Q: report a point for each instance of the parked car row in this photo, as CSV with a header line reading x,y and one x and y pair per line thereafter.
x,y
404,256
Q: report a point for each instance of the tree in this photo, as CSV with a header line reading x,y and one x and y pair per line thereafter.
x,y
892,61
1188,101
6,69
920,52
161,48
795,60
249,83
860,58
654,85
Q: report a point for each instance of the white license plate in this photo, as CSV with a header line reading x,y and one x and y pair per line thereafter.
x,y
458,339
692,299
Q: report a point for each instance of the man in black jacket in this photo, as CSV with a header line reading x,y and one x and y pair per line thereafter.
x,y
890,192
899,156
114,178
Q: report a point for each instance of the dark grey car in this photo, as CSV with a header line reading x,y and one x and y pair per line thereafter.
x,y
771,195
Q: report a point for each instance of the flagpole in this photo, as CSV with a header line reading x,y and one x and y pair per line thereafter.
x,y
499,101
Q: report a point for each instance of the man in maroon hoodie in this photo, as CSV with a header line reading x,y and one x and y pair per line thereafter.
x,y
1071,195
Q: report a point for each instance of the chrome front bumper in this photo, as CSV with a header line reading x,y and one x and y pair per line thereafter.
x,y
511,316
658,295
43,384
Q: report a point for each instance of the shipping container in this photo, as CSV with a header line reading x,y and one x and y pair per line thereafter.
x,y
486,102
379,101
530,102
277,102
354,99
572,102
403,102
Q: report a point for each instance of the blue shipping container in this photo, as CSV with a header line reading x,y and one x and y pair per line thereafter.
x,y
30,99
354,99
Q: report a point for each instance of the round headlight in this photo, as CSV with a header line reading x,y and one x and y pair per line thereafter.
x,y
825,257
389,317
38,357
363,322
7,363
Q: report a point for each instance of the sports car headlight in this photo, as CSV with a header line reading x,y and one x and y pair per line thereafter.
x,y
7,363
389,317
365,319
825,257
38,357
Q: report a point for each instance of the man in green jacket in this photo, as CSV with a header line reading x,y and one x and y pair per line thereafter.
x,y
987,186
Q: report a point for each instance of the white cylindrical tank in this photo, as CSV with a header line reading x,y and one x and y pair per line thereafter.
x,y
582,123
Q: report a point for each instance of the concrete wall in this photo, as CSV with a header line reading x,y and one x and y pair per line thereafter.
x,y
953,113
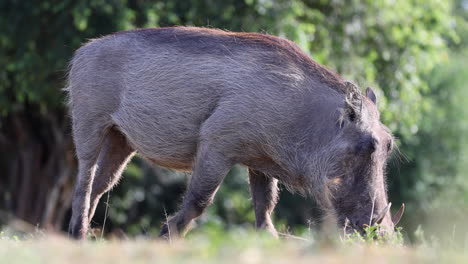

+-------+

REQUIRED TASK >> Count the lines in the records above that contain the string "container", with case counting. Reply with the number alone.

WRITTEN ANSWER >> 2